Goal: Which lines of the data below contain the word "area"? Pick out each of them and copy it.

◆ ◆ ◆

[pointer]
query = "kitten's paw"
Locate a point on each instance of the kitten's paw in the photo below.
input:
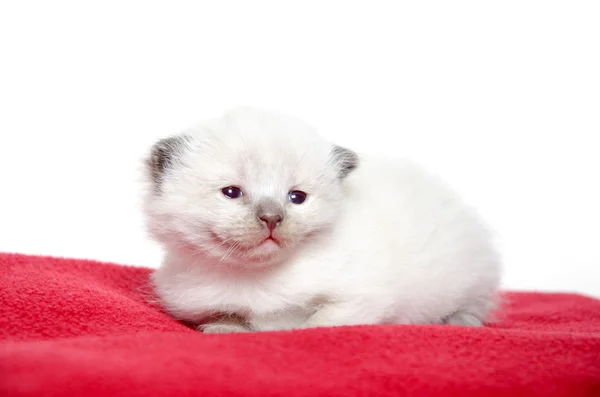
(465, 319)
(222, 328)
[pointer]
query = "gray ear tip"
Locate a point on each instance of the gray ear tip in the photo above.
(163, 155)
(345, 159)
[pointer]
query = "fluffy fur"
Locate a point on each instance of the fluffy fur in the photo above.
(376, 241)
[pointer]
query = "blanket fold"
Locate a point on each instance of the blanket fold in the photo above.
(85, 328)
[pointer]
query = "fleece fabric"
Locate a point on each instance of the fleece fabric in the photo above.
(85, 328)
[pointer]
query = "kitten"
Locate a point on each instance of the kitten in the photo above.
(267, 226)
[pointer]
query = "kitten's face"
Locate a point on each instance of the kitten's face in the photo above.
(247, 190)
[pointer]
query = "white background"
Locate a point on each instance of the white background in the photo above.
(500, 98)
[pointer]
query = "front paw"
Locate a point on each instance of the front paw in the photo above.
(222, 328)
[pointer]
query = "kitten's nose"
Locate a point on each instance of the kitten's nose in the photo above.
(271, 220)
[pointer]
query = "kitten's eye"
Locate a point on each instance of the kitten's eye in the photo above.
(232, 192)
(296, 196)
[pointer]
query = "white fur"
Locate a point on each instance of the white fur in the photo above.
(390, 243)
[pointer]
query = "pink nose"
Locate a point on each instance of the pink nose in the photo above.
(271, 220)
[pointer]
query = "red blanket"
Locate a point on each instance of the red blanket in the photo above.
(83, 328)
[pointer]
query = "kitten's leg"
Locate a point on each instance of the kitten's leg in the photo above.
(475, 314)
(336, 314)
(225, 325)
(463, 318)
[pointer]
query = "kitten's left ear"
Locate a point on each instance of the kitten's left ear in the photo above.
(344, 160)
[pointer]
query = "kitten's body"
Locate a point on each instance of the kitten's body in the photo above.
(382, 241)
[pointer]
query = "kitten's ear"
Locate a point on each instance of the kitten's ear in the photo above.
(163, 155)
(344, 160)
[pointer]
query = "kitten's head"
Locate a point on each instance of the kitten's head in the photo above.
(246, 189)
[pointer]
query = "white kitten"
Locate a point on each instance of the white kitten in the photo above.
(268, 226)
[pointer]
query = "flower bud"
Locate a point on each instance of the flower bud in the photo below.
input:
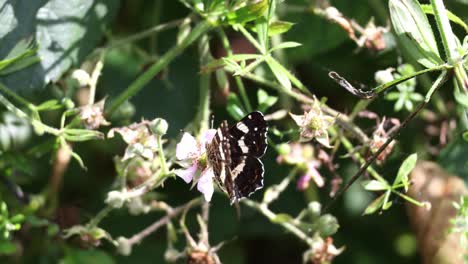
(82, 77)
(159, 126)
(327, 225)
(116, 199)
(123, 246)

◆ ◆ ◆

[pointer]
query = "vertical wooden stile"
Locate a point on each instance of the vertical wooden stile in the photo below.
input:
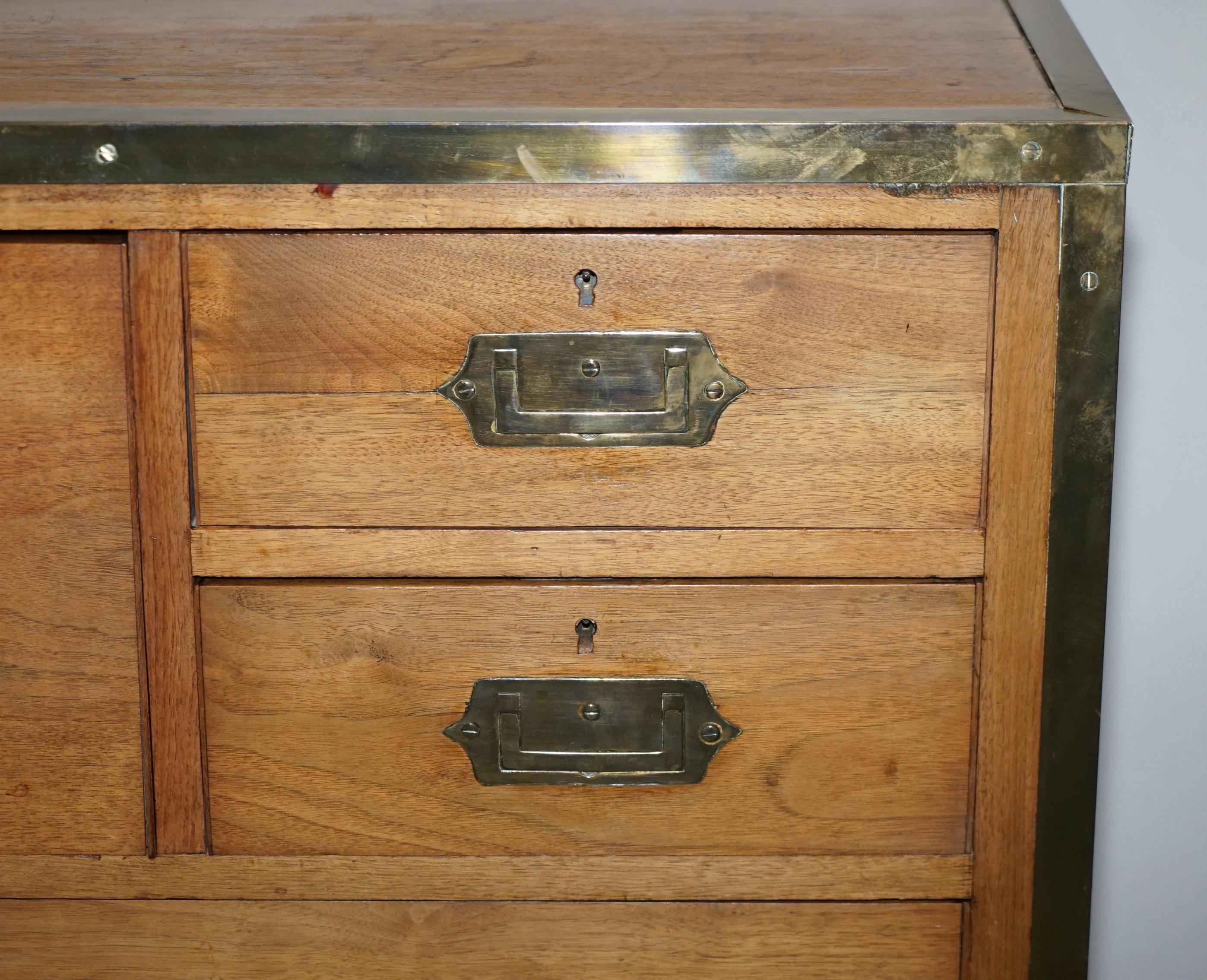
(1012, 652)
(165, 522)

◆ ◆ ◆

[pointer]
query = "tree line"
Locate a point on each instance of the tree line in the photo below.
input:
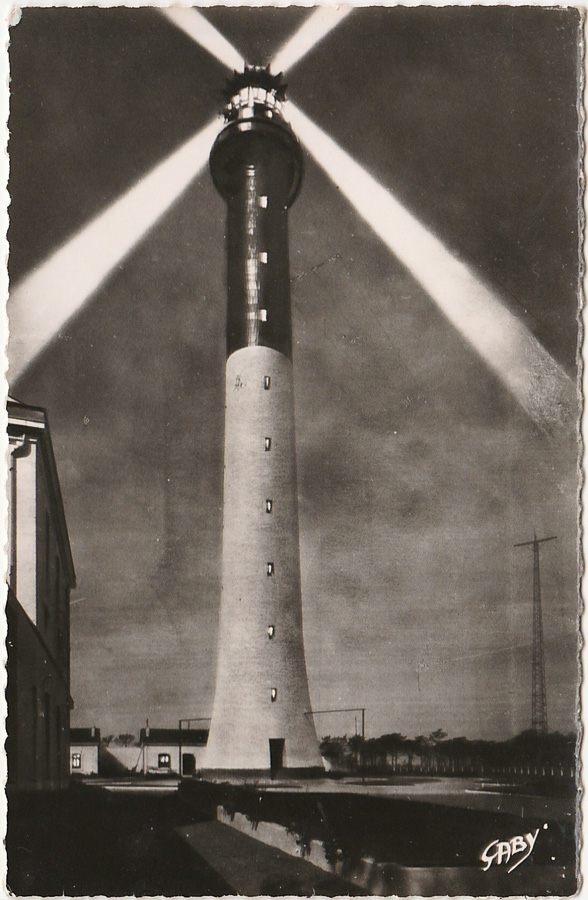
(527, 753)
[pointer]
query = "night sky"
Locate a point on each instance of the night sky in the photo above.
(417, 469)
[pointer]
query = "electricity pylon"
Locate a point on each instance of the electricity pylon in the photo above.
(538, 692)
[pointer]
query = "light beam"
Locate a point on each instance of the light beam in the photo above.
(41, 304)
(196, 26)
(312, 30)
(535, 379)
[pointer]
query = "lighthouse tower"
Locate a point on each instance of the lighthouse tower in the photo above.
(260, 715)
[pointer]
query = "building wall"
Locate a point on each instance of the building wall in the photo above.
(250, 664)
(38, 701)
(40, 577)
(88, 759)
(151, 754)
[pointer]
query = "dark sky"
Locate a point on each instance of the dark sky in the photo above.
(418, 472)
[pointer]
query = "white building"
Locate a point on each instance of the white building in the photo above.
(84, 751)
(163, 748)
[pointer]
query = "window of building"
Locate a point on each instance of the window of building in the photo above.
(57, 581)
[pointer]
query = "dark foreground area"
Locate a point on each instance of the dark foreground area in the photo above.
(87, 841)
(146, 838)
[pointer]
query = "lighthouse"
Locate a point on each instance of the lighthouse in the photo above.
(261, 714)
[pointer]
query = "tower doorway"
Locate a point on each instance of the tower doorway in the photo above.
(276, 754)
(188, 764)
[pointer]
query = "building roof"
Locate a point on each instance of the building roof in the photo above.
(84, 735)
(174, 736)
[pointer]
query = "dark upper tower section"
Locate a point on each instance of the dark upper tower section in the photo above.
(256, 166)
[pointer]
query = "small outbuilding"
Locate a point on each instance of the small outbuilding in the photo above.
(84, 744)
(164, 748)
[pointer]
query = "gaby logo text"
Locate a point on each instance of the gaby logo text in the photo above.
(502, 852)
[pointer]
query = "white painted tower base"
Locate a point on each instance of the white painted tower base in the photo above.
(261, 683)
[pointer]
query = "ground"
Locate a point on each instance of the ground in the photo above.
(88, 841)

◆ ◆ ◆

Response to this exercise:
query = "dark foreground area"
Locate a point on each instance of the dark foreground area in the photo above.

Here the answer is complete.